## start Supplied material
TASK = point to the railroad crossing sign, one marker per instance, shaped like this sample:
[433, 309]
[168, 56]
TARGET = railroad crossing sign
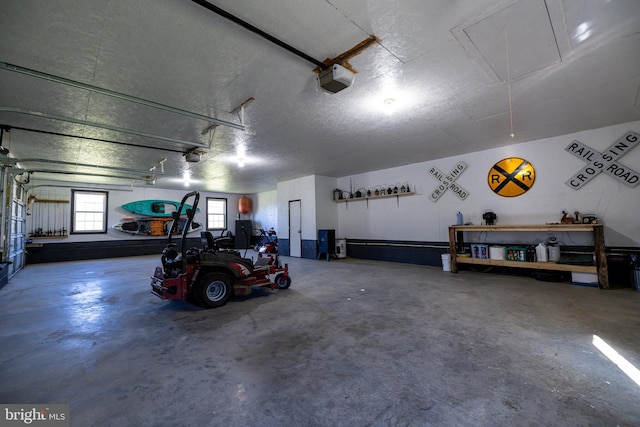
[511, 177]
[447, 182]
[604, 162]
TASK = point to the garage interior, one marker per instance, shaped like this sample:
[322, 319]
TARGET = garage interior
[412, 134]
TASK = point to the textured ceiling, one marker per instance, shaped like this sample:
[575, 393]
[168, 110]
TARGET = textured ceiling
[570, 64]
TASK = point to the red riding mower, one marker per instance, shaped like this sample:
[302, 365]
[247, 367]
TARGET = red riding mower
[208, 277]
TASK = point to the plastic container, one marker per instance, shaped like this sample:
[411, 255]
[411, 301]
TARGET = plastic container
## end Supplied material
Update all of the entries above by replacing "one marker per instance" with "one point per instance" wherever it occurs, leaving everything else unchanged. Leave the pictures out of your answer.

_Written solution_
TASK = point to the railroad crossing sign, one point per instance, shaped like this sample:
[433, 309]
[168, 56]
TARGET = railroad crossing sign
[511, 177]
[447, 182]
[604, 162]
TASK = point to the garage interior, one point per instance, shaped like this sample:
[322, 319]
TARGET = garage interior
[412, 134]
TASK = point to the textured ceiling, one point per instance, shaped like this sample:
[575, 393]
[168, 110]
TARGET = textured ceiling
[570, 64]
TASK = point to the red riding mower, one point per instance, shaped like this sample:
[302, 365]
[247, 367]
TARGET = red riding mower
[208, 277]
TASK = point to the plastic container, one point per instance, shaped like this sample:
[411, 255]
[411, 301]
TARGET = plastic container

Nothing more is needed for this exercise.